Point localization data
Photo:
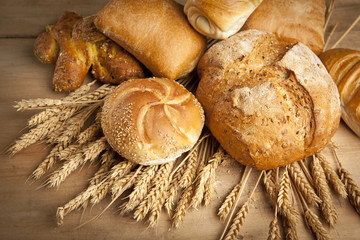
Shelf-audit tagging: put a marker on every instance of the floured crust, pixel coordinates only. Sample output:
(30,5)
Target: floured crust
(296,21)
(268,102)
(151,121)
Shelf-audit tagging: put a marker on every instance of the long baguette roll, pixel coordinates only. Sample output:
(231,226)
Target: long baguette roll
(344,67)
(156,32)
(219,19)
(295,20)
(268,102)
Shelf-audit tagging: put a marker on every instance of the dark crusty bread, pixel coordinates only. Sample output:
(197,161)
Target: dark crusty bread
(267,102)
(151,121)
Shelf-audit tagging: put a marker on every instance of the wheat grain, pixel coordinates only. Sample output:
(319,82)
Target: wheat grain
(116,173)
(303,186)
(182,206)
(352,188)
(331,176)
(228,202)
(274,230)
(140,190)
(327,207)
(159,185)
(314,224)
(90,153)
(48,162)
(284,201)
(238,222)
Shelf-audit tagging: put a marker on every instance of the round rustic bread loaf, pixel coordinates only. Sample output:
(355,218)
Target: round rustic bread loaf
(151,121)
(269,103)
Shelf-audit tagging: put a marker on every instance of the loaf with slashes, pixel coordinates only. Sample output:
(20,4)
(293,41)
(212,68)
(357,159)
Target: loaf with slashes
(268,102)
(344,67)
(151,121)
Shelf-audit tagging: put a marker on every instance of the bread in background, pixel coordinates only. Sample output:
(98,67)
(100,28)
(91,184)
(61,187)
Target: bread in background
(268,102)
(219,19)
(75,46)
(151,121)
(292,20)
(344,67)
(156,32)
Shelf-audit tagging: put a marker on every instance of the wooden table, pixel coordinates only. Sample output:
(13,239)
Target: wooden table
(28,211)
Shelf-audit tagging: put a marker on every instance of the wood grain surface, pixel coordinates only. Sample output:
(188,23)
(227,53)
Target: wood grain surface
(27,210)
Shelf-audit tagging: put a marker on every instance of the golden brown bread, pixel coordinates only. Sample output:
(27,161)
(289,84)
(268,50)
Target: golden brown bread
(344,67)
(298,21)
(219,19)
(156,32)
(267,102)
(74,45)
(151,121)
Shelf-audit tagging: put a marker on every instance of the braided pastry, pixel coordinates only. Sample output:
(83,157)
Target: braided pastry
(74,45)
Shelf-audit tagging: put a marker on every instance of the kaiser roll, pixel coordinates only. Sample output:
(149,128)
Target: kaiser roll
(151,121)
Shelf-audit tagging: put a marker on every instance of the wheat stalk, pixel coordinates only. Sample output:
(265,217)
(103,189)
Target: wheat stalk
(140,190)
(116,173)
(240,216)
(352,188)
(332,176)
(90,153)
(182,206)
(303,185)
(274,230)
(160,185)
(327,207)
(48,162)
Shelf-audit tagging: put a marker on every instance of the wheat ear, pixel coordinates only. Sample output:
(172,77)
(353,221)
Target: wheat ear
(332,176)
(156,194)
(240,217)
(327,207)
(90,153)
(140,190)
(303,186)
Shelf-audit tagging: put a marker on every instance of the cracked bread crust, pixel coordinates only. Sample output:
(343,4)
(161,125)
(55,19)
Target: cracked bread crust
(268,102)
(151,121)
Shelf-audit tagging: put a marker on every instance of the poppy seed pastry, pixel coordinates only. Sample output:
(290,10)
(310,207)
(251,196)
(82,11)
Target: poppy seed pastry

**Exercise description:**
Filter the entries above down to the lines that contain "seed".

**Finished task:**
Shelf-audit tagging: put a marker on every instance of the poppy seed pastry, pixel coordinates only. Sample output:
Target: poppy seed pastry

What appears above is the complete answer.